• _The request_
Retype the data word for word, starting at the line containing "Accessibility service: describe the location of dirt" and ending at the line containing "272,70 -> 474,120", with both of those lines included.

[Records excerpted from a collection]
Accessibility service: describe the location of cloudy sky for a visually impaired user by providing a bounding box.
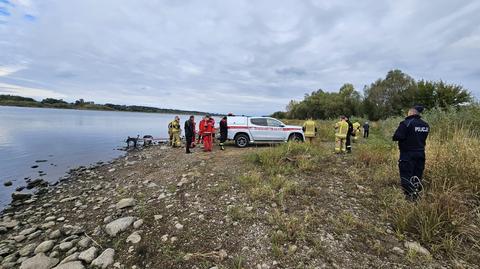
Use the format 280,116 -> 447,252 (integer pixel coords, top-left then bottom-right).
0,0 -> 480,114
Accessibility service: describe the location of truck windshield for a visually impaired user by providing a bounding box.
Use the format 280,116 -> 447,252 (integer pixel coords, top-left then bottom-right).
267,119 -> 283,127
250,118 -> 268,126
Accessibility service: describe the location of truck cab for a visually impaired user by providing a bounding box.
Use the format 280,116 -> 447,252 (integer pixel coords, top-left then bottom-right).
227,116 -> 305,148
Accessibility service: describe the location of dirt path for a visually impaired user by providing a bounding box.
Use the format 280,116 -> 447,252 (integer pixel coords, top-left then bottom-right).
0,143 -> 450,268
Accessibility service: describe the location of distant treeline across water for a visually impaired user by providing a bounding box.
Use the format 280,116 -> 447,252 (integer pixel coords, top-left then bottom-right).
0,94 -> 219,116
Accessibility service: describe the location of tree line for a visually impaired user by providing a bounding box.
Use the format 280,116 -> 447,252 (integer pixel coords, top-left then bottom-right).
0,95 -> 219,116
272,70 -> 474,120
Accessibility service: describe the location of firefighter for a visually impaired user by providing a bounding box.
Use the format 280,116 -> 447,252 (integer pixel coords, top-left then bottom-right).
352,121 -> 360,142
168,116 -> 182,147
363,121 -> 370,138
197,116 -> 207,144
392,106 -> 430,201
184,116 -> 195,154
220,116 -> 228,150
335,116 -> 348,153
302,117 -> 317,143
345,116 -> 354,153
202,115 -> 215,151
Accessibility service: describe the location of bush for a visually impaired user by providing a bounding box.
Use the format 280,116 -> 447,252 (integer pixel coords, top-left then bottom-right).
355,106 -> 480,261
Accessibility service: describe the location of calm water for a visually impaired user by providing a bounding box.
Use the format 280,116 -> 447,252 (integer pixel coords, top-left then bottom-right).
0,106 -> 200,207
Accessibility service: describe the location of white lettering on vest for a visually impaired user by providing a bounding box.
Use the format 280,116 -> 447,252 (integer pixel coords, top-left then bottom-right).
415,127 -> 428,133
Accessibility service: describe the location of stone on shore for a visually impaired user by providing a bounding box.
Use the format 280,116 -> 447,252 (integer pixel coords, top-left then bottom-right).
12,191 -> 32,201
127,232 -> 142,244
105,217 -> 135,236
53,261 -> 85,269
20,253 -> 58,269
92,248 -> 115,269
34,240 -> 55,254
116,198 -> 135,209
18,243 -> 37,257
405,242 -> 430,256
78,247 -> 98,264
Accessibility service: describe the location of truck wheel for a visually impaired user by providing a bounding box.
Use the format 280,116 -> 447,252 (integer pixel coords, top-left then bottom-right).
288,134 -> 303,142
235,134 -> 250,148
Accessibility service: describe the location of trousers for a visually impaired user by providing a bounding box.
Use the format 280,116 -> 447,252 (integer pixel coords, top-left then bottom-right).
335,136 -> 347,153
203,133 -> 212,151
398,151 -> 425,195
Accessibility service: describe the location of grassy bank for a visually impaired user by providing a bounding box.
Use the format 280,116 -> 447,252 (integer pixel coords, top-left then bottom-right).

* * *

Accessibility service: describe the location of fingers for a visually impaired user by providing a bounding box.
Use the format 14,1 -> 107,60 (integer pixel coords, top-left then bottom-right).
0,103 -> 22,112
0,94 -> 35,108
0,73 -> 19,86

==

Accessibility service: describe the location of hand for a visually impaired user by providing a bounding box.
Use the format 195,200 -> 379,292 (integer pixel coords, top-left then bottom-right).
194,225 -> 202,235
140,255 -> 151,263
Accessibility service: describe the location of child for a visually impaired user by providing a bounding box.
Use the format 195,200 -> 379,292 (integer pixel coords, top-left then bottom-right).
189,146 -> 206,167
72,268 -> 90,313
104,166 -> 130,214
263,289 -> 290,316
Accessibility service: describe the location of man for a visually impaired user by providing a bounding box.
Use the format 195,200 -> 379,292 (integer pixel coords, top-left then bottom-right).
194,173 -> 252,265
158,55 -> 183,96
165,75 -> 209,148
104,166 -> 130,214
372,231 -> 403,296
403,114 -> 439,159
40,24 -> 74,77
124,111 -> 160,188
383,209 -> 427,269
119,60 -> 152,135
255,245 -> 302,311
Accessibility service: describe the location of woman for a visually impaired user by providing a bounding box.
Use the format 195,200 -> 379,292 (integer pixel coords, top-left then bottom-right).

• _Task solution_
Accessibility service: describe the location of dirt path for a visually impaired user by providing a bounding box.
Use the format 280,116 -> 447,252 (integer pixel coords, top-left then bottom-right).
0,143 -> 450,268
Accessibility service: describe the location of distant treeline across water for a visually impaired user by providing a bounding box.
Use the format 280,116 -> 447,252 (integer pixel coords, top-left then bottom-right).
0,94 -> 219,116
Accessibility service: describe the location of tree line for a visually impaired user by providing a bounding box.
Use the format 280,116 -> 447,252 (integer pixel coords, top-left then bottom-right).
0,95 -> 219,116
272,70 -> 474,120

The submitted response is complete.